--- start Text section ---

For a clear sign of how disruptive technology and unforeseen risks often appear from unexpected places, telecoms companies need only look up.
In the sky above us, SpaceX rockets are busy deploying the Starlink satellite network. Today, more than 1,000 Starlink satellites circle the planet. The number is expected to grow well into five digits soon. Via the satellite constellation, Elon Musk & Co. offer high-speed internet access. All you need is a subscription and paying a one-time fee for a small satellite dish (aptly named ‘Dishy’).
Starlink profess that they do not see themselves as a direct competitor to telecoms; a statement that sounds like ‘move along, move along — nothing to see here,’ when looking closer at the business model and opportunities.
Upon closer inspection, it seems that beaming internet from space could turn into a major business risk and put a serious spanner in the works for telecoms’ plans and future opportunities. A fact underlined by several telecoms preparing to launch a Starlink rival.
Beam Me Up, Elon
In late 2020, SpaceX began offering internet access with speeds up to 300 Mbps via Starlink to its first 10,000 customers. The company also launched a pre-order reservation system with a refundable up-front deposit. According to SpaceX COO and President Gwynne Shotwell, much of the globe is covered by the roughly 1,300 satellites now in orbit. However, the company plans to launch more than 30,000.
Other companies, including OneWeb, HughesNet and Viasat, offer internet access from space. While Amazon’s Kuiper Systems is a newcomer and still far from offering its services to clients, it is likely to achieve long-term success due to its parent company’s deep pockets and ability to leverage AWS-related services to bundle offers.

--- end Text section ---

→ **What the task asks**
Reproduce, word for word, the stretch of the Starlink article from "Upon closer inspection, it" through "a Starlink rival.".

--- start Material provided ---

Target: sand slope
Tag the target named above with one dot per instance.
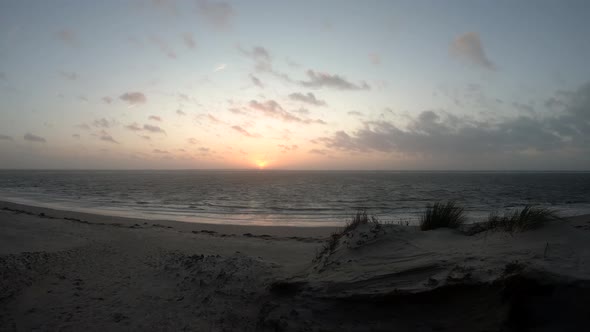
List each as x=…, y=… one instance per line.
x=69, y=271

--- end Material provided ---

→ **Solution to the exercise**
Upon closer inspection, it seems that beaming internet from space could turn into a major business risk and put a serious spanner in the works for telecoms’ plans and future opportunities. A fact underlined by several telecoms preparing to launch a Starlink rival.